ФРАГМЕНТ СТРАНИЦЫ:
• • • • • • •
Однажды, спустя примерно две недели после нашей маленькой победы, открылась дверь камеры, и надзиратель объявил:

— Двое из камеры — к начальнику тюрьмы!

Мы переглянулись: это было ново. Никогда еще и нигде в тюрьмах и лагерях не вызывались представители. Наоборот: считалось, что всякое представительство — бунт. Желание разъединить людей — главное желание советских властей, и поэтому всюду ищут зачинщика, и всегда требуют: говори только за себя! А тут вдруг: представители от камеры! Послали меня и Виктора.

Привел нас надзиратель в административный корпус и ввел в кабинет начальника тюрьмы: там уже было человек 20 заключенных из разных камер. Мы шумно здоровались с теми, кого знали, знакомились с незнакомыми и известными нам лишь по фамилиям, а надзиратели приводили все новых «делегатов»!

Наконец, вошел капитан и, подойдя к столу, обратился к нам примерно с такой речью:

— Вот вас прислали ко мне для чего? Исправляться. А вы что делаете? Бунтуете! Что мне теперь делать с вами?!
• • • • • • •
ВЫДЕРЖКИ МАТЕРИАЛА:
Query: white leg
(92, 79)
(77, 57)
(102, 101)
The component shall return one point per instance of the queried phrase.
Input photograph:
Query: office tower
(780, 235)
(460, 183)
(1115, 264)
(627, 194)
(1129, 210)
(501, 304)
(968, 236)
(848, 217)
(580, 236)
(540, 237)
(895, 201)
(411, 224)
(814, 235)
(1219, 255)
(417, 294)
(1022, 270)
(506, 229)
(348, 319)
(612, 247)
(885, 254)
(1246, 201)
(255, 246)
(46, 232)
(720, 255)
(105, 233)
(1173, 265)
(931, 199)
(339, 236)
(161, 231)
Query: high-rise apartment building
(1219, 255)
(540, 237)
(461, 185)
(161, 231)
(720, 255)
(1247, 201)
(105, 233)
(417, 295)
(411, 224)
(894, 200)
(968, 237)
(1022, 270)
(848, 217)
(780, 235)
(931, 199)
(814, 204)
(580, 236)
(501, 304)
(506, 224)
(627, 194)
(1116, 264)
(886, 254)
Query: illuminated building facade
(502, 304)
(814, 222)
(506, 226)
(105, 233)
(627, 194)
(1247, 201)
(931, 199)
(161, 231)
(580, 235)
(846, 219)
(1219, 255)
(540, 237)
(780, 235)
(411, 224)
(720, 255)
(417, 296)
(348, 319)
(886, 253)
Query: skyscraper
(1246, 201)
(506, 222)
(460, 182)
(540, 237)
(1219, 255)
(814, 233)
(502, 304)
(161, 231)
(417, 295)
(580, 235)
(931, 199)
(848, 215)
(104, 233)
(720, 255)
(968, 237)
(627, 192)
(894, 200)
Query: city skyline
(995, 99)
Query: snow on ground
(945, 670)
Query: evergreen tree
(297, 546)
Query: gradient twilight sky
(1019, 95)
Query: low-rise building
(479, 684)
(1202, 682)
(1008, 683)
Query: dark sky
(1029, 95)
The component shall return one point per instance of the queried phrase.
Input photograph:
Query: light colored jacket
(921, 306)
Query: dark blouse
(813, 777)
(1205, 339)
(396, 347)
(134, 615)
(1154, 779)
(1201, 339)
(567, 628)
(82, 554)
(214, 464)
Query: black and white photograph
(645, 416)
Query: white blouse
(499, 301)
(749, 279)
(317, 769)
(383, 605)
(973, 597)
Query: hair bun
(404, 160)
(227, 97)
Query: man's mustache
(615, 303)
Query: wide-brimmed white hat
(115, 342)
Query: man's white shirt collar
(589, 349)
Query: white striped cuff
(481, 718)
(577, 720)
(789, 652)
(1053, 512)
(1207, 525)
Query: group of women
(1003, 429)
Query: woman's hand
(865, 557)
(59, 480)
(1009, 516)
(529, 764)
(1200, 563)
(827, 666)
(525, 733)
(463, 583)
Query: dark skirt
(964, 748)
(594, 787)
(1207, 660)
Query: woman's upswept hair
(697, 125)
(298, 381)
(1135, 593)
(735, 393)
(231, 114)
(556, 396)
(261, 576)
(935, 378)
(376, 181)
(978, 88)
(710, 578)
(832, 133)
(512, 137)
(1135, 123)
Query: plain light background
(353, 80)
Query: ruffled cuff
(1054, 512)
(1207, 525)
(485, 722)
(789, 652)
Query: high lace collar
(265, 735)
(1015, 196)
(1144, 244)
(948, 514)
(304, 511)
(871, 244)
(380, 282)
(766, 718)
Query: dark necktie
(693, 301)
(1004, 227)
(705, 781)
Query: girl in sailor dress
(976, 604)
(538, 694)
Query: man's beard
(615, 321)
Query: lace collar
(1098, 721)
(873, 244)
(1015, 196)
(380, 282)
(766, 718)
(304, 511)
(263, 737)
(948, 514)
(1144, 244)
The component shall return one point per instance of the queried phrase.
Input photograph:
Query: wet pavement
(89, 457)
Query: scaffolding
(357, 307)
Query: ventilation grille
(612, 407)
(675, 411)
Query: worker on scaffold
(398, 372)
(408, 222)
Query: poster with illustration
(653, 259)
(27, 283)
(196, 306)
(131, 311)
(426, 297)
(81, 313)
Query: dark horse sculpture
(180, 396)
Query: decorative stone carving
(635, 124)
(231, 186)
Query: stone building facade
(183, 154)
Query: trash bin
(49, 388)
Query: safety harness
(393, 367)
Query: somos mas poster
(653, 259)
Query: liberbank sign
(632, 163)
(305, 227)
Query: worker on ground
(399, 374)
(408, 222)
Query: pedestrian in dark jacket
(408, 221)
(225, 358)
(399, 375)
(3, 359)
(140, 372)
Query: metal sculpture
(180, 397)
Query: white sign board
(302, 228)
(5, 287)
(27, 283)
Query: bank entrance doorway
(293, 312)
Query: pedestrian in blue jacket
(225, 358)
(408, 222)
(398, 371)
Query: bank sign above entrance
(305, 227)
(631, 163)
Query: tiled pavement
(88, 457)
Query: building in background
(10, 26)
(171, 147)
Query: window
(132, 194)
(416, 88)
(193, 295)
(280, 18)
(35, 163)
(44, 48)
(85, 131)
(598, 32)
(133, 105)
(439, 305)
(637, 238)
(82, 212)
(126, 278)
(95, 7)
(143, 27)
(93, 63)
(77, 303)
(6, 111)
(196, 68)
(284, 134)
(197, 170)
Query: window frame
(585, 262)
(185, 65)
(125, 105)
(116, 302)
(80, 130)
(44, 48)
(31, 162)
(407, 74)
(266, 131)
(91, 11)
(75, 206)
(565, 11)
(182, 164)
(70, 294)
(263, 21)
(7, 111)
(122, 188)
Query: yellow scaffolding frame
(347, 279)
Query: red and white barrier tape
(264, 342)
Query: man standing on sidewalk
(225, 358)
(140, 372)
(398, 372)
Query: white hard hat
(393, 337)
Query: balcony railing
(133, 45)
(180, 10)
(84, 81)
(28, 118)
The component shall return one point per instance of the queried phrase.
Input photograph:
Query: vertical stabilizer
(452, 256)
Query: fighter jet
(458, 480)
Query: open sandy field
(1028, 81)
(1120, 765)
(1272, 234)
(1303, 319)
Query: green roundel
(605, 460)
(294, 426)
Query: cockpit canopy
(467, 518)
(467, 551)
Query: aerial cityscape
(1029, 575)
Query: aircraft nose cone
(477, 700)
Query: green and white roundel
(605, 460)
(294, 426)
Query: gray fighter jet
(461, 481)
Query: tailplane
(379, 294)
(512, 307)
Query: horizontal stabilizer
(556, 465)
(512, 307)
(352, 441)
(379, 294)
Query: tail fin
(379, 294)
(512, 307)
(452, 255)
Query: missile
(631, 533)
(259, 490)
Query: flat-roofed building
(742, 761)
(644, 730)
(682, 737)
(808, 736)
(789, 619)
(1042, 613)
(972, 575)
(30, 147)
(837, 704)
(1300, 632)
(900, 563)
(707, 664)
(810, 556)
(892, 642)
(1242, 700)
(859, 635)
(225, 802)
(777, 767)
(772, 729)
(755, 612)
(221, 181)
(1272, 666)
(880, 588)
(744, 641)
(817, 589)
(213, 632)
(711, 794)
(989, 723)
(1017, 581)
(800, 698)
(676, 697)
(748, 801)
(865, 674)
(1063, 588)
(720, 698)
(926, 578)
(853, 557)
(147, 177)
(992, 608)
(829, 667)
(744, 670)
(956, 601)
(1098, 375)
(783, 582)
• • • • • • •
ЗАДАНИЕ 1: Перескажите фрагмент в двух предложениях.
ЗАДАНИЕ 2: Сколько заключенных уже находилось в кабинете начальника тюрьмы, когда туда привели представителей камеры, согласно фрагменту?
Материал взят из другого источника.

ОТВЕТ 1: Примерно через две недели после небольшой победы надзиратель вызвал двоих из камеры к начальнику тюрьмы, и это было ново, ведь любое представительство обычно считалось бунтом; от камеры отправили Виктора и того, кто ведет рассказ. В кабинете уже собралось около двадцати заключенных из разных камер, а вошедший капитан упрекнул их в том, что они бунтуют вместо того, чтобы исправляться.

ОТВЕТ 2: Около двадцати человек из разных камер.